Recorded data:
··········
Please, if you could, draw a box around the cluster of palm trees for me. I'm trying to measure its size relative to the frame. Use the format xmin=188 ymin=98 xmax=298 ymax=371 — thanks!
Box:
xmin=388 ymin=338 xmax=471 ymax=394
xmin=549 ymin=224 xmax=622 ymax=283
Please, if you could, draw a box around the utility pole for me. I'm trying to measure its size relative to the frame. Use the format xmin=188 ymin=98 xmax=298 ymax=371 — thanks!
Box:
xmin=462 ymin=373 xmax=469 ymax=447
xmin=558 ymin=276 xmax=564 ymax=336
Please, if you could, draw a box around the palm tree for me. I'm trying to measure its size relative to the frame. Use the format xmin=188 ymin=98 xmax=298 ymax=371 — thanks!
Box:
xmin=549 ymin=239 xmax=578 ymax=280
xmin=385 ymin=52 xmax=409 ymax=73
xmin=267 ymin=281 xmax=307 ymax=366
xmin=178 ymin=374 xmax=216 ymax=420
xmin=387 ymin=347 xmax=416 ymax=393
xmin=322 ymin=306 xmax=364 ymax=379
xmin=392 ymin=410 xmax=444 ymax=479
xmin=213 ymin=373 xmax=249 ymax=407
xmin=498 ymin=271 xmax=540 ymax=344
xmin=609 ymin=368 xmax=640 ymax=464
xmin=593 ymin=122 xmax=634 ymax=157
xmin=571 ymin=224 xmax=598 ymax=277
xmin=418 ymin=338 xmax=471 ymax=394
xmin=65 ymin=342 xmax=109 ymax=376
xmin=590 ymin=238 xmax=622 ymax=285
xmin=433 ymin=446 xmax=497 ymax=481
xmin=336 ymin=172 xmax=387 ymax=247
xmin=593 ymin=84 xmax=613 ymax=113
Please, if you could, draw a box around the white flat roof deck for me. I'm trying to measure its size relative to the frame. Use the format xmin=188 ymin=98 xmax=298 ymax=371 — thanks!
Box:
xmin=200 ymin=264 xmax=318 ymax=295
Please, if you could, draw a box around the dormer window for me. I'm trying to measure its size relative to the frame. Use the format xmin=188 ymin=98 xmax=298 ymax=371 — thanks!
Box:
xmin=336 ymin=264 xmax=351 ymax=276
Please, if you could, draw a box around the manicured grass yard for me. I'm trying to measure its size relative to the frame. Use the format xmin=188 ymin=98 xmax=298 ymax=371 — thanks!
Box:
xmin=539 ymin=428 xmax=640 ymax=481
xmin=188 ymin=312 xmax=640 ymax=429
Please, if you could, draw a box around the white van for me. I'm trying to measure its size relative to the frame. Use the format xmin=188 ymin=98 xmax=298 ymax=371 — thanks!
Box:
··········
AIM OF THE EXERCISE: Collect every line above that contains the word "draw", and copy each of those lines in full.

SOLUTION BELOW:
Please, if you could, draw a box around the cluster of palm trees for me. I'm trying to measure its size relative to the frame. Use the format xmin=188 ymin=98 xmax=298 ymax=371 — thanks!
Please, if you could, draw a box around the utility pole for me. I'm trying to measure its size relative to the frame. Use the format xmin=188 ymin=98 xmax=298 ymax=371 — thanks!
Please, if you could, draw a box around the palm tree for me. I'm trying to measure its size relative to the frame. Use the format xmin=188 ymin=98 xmax=298 ymax=371 — thanks!
Please, if you could, draw a box around the white flat roof deck for me. I'm trying to measure its size relative to the frame. Use the format xmin=188 ymin=98 xmax=298 ymax=371 — thanks!
Please, if you could, draw a box around the dormer window for me. I'm trying to measure its size relative to the frame. Use the format xmin=188 ymin=98 xmax=298 ymax=371 — thanks!
Please, if you could, draw a box around the manicured grass yard for me. I'm trying to measure its size relative to the frame. Use the format xmin=188 ymin=98 xmax=298 ymax=371 — thanks!
Please, if you could, draw a box around the white van for me. I'm trying to measure its size relative to the frame. Use the format xmin=188 ymin=98 xmax=298 ymax=371 — thanks!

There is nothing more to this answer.